CONSIGNE 1
Résumez plus brièvement, en gardant ses faits principaux, le paragraphe du texte fourni qui commence par « A Paris, on voyait ».

A Paris, on voyait le corps municipal qui était excité à s'immiscer dans le changement de gouvernement. Quelquesuns de ses membres même, tels que l'avocat Bellart et l'ancien notaire Pérignon, n'avaient pas craint de se mettre en avant. Tout cela avait fait penser ceux qui redoutaient de nouveaux orages, ou ne voulaient pas servir de marchepied à quelques intrigans. Plusieurs bonnes têtes imaginèrent d'écrire à l'empereur Alexandre, en conservant l'anonyme, mais en employant le style qui porte la conviction, On ne lui épargna pas les représentations sur l'estime ou la confiance que méritaient les hommes qui travaillaient en

son nom.

CONSIGNE 2
Transcrivez les lignes des enregistrements, en commençant par celle qui contient « Practice: locate the dog's nose » et en terminant par celle qui contient « pixel 889 258 », toutes deux incluses.

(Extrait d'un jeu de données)
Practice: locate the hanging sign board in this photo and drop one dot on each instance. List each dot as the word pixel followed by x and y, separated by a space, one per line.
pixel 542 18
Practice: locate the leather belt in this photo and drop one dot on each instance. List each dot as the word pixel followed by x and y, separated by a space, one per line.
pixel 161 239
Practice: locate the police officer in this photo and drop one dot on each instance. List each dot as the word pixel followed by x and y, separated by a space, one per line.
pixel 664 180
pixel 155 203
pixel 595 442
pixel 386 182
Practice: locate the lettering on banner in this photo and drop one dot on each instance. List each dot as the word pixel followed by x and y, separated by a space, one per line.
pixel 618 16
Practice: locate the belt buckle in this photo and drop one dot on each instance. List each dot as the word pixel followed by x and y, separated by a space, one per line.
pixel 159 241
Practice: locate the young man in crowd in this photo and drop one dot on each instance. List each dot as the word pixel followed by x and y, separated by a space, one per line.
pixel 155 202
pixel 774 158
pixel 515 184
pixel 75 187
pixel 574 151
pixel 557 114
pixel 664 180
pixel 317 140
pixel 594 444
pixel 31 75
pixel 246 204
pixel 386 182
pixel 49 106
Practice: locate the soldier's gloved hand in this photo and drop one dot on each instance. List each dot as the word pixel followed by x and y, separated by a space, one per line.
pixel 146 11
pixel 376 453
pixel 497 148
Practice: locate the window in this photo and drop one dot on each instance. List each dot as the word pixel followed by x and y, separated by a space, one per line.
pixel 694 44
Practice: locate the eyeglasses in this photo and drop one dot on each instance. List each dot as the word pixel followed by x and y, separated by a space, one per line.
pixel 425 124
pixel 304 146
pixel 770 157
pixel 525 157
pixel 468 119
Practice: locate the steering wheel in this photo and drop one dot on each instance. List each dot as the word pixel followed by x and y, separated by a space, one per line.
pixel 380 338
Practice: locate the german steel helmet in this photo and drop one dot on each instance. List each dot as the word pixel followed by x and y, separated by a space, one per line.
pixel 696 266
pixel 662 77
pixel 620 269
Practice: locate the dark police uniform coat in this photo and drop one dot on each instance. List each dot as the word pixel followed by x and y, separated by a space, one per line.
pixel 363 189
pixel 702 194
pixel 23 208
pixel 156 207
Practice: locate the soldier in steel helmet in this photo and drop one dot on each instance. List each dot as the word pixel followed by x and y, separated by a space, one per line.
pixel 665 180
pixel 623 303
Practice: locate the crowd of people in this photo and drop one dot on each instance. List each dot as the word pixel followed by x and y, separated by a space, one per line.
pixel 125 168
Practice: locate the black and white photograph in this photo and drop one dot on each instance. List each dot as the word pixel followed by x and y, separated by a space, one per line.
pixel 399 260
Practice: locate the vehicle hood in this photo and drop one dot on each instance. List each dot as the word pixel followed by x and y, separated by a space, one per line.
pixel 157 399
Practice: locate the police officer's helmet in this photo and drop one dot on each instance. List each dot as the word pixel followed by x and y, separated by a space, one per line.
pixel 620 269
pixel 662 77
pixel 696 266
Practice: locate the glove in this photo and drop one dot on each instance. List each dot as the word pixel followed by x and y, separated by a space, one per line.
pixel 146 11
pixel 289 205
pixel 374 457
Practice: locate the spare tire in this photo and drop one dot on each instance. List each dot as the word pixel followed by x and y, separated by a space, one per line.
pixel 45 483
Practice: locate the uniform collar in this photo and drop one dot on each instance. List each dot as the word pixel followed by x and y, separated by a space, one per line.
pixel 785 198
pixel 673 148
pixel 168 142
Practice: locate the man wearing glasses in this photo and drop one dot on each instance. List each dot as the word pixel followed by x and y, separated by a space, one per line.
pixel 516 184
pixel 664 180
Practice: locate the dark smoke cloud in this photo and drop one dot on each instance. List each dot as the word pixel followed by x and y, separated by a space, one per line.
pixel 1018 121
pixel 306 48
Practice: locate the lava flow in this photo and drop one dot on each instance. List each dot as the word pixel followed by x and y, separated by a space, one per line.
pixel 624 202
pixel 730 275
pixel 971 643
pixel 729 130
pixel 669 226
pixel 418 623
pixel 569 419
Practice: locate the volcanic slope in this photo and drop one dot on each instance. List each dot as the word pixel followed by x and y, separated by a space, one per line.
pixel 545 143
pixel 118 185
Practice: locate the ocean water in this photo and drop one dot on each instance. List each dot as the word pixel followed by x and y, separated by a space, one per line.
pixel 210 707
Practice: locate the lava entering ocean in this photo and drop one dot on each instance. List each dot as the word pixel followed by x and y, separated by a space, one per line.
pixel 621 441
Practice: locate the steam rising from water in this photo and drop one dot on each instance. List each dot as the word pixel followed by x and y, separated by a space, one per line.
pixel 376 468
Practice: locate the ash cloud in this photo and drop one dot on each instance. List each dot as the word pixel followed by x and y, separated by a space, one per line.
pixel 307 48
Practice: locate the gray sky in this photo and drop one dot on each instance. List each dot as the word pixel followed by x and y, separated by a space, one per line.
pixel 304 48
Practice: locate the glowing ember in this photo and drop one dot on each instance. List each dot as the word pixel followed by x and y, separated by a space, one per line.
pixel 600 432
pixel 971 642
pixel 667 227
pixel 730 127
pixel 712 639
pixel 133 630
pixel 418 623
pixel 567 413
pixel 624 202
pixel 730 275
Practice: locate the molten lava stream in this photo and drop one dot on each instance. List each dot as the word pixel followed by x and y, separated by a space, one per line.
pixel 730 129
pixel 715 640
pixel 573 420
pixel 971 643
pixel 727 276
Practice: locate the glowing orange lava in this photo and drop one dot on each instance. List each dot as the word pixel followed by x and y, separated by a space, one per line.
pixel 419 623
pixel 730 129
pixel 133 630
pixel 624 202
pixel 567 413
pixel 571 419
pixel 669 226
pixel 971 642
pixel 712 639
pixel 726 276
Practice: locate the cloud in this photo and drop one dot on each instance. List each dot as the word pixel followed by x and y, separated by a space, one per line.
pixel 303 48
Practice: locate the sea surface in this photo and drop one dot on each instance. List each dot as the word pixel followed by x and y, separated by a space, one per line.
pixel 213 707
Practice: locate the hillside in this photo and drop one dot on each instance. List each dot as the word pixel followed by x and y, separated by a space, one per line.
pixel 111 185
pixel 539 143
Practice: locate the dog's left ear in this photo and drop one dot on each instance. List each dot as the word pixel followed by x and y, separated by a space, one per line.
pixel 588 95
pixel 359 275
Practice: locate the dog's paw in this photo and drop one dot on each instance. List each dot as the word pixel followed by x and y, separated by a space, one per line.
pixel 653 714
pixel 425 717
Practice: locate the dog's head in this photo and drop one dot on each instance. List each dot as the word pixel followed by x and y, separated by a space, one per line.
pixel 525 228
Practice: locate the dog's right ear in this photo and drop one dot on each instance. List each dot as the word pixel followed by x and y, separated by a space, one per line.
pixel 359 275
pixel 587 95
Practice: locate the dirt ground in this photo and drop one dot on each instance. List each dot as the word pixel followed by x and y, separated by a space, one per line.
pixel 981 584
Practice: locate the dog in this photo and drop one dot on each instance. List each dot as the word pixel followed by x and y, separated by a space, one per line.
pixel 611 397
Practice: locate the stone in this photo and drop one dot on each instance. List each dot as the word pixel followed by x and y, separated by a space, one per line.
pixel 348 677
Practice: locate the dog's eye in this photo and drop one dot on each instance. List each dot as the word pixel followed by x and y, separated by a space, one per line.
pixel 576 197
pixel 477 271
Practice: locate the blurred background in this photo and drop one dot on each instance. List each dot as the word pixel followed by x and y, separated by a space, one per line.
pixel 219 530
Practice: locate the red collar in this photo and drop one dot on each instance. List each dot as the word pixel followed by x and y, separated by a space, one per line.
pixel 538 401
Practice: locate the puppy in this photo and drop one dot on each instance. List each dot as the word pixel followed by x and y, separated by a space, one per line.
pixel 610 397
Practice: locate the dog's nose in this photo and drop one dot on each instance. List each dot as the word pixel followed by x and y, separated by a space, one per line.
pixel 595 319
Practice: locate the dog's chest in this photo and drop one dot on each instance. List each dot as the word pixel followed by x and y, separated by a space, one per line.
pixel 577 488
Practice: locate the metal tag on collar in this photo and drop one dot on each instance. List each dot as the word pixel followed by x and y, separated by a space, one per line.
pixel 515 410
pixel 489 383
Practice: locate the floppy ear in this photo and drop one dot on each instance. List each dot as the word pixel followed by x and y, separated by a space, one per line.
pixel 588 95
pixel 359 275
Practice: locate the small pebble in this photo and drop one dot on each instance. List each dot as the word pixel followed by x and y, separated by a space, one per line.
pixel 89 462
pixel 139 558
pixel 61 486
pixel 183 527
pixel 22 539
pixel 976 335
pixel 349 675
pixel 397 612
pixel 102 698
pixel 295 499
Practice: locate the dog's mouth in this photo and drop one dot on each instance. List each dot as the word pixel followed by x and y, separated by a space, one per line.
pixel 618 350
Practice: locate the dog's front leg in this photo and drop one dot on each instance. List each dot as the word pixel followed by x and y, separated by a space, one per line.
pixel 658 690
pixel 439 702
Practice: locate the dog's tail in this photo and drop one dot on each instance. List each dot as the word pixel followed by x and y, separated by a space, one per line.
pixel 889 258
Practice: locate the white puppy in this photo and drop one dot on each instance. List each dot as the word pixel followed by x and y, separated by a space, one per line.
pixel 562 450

RÉSULTAT ATTENDU 1
À Paris, on poussait le corps municipal à intervenir dans le changement de gouvernement, et certains de ses membres, comme l'avocat Bellart et l'ancien notaire Pérignon, s'étaient mis en avant. Cela inquiéta ceux qui craignaient de nouveaux orages ou refusaient de servir de marchepied à des intrigants. Plusieurs esprits avisés écrivirent alors anonymement à l'empereur Alexandre, dans un style convaincant, pour l'alerter sur l'estime et la confiance que méritaient les hommes qui agissaient en son nom.

RÉSULTAT ATTENDU 2
Practice: locate the dog's nose in this photo and drop one dot on each instance. List each dot as the word pixel followed by x and y, separated by a space, one per line.
pixel 595 319
Practice: locate the dog's chest in this photo and drop one dot on each instance. List each dot as the word pixel followed by x and y, separated by a space, one per line.
pixel 577 488
Practice: locate the metal tag on collar in this photo and drop one dot on each instance. List each dot as the word pixel followed by x and y, separated by a space, one per line.
pixel 515 410
pixel 489 383
Practice: locate the floppy ear in this photo and drop one dot on each instance. List each dot as the word pixel followed by x and y, separated by a space, one per line.
pixel 588 95
pixel 359 275
Practice: locate the small pebble in this photo and drop one dot on each instance. List each dot as the word pixel followed by x and y, separated by a space, one per line.
pixel 89 462
pixel 139 558
pixel 61 486
pixel 183 527
pixel 22 539
pixel 976 335
pixel 349 675
pixel 397 612
pixel 102 698
pixel 295 499
Practice: locate the dog's mouth in this photo and drop one dot on each instance. List each dot as the word pixel followed by x and y, separated by a space, one per line.
pixel 618 350
Practice: locate the dog's front leg in this photo and drop one dot on each instance. List each dot as the word pixel followed by x and y, separated by a space, one per line.
pixel 658 690
pixel 439 702
Practice: locate the dog's tail in this photo and drop one dot on each instance. List each dot as the word pixel followed by x and y, separated by a space, one per line.
pixel 889 258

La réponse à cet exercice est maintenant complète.